— SOURCE EXCERPT —

_____

By what factor would a scuba diver’s lungs expand if she ascended rapidly to the surface from a depth of 125 ft without inhaling or exhaling? If an expansion factor greater than 1.5 causes lung rupture, how far could she safely ascend from 125 ft without breathing? Assume constant temperature (d of seawater = 1.04 g/mL; d of Hg = 13.5 g/mL).

ANSWER:

Solution 87P

Here we have to find out by what factor would a scuba diver’s lungs expand if she ascended rapidly to the surface from a depth of 125 ft without inhaling or exhaling and if an expansion factor greater than 1.5 causes lung rupture, how far could she safely ascend from 125 ft without breathing.

Step 1

Given :

Density of seawater = 1.04 g/mL

Density of Hg = 13.5 g/mL

Depth = 125 ft

Expansion factor greater than 1.5 may causes lung rupture.

In order to find out the factor by which a diver’s lungs would expand, we have to find out the factor by which P changes from 125 ft to the surface by applying Boyle’s law.

_____

— SUPPLIED RECORDS —
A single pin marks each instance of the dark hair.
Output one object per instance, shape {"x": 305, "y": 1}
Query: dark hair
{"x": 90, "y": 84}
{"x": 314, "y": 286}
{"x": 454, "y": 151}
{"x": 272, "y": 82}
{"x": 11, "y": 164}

_____

In the scuba diver solution, substitute "damage" for "rupture" and give the passage between "Solution 87P" and "ft without breathing.", inclusive.

— ANSWER TO THIS EXERCISE —
Solution 87P

Here we have to find out by what factor would a scuba diver’s lungs expand if she ascended rapidly to the surface from a depth of 125 ft without inhaling or exhaling and if an expansion factor greater than 1.5 causes lung damage, how far could she safely ascend from 125 ft without breathing.